REQUISITOS DAS TAREFAS
**1)** Com base no trecho fornecido, responda:
(a) Quantos mandados de busca e apreensão foram executados na operação?
(b) Qual ministro do STF autorizou a operação?
(c) Em que data ocorreu a reunião secreta registrada em vídeo?
**2)** Transcreva, sem alterações, a parte do trecho fornecido que vai de "Na reunião, o" até "para fazer algo.", inclusive.

Generais da ativa e da reserva, Jair Bolsonaro e políticos estavam entre os alvos

No total, foram executados 33 mandados de busca e apreensão, quatro de prisão e 48 medidas cautelares em nove estados, contra figuras como os generais e ex-ministros Braga Netto, Augusto Heleno e Paulo Sergio Nogueira e o ex-ministro da Justiça, Anderson Torres. Os ex-assessores de Bolsonaro, coronel Marcelo Costa e Filipe Martins, o major do Exército Rafael Martins de Oliveira e o presidente do PL, Valdemar Costa Neto, foram presos. Segundo o ministro da Defesa, José Múcio, o comando da ativa do Exército estava plenamente ciente da operação. O Exército e a Marinha afirmaram que acompanham as investigações.

Ao menos 15 dos alvos da operação eram militares. Um deles, o tenente-coronel Guilherme Marques de Almeida, comandante do 1° Batalhão de Operações Psicológicas do Exército, desmaiou durante a execução do mandado de busca e apreensão.

A operação foi autorizada pelo ministro do STF, Alexandre de Moraes, que divulgou hoje, na íntegra, a decisão sobre a operação. O texto de Moraes revela uma série de informações, que vão desde mensagens trocadas entre militares reacionários, até novas informações sobre a “minuta do golpe” e a existência de um vídeo de uma reunião secreta feita no dia 5 de julho de 2022 entre Bolsonaro, Braga Netto, Augusto Heleno, Paulo Sérgio Nogueira e outras figuras de destaque, como Anderson Torres e o general Mário Fernandes. O vídeo está em posse da Polícia Federal. Na transmissão, os reacionários discutem a situação do país e as “providências” a serem tomadas, sobretudo na difusão de informações sobre a fraudulência do sistema eleitoral. 

Segundo o documento, o conjunto das provas aponta para “dois eixos” do grupo golpista: um, voltado a construir e propagar versões da extrema-direita sobre as fraudes no sistema eleitoral; o segundo, destinado a executar de fato o golpe de Estado. 

Bolsonaro: ‘Vamos esperar chegar 23, 24, pra se foder?’

Na reunião, o ex-presidente Jair Bolsonaro apresenta o cenário do País e afirma que é necessário agir com rapidez e reforçar o trabalho no intuito de comprovar que o sistema eleitoral é fraudulento. Ele chega a anunciar, em uma das falas, que se reunirá em breve com embaixadores para discutir a “fraude nas eleições” e que não se pode esperar até 2023 ou 2024 para fazer algo.

MATERIAL FORNECIDO
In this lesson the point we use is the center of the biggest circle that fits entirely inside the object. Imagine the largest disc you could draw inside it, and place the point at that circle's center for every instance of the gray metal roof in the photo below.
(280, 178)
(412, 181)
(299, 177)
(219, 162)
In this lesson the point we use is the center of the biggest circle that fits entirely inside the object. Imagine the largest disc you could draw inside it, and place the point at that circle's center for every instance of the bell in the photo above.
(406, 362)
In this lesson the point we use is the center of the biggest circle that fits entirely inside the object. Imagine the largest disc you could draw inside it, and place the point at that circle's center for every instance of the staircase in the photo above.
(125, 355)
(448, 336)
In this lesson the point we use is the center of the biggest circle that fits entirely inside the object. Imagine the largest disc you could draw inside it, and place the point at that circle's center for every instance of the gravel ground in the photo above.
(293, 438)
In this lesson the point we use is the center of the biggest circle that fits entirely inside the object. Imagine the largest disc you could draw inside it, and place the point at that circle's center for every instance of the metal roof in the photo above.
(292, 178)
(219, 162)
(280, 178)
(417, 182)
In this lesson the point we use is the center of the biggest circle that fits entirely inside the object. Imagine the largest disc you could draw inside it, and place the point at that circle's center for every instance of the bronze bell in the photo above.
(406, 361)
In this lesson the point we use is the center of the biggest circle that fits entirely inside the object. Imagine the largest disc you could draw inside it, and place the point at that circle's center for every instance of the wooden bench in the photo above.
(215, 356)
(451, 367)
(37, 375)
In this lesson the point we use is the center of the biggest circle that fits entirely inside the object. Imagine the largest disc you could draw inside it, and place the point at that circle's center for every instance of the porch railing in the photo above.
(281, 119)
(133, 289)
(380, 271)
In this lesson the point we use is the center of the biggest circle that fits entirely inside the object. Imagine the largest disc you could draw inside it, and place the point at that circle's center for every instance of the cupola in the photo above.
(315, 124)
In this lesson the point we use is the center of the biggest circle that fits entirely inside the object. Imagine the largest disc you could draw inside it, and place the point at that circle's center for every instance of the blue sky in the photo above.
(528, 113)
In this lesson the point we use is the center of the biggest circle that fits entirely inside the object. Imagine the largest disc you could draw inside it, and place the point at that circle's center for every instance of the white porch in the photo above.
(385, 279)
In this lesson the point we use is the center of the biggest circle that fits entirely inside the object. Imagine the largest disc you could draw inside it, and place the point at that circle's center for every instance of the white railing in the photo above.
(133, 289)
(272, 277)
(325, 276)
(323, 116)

RESPOSTAS ÀS TAREFAS
**1)**
(a) 33 mandados de busca e apreensão.
(b) Alexandre de Moraes.
(c) Em 5 de julho de 2022.

**2)**
Na reunião, o ex-presidente Jair Bolsonaro apresenta o cenário do País e afirma que é necessário agir com rapidez e reforçar o trabalho no intuito de comprovar que o sistema eleitoral é fraudulento. Ele chega a anunciar, em uma das falas, que se reunirá em breve com embaixadores para discutir a “fraude nas eleições” e que não se pode esperar até 2023 ou 2024 para fazer algo.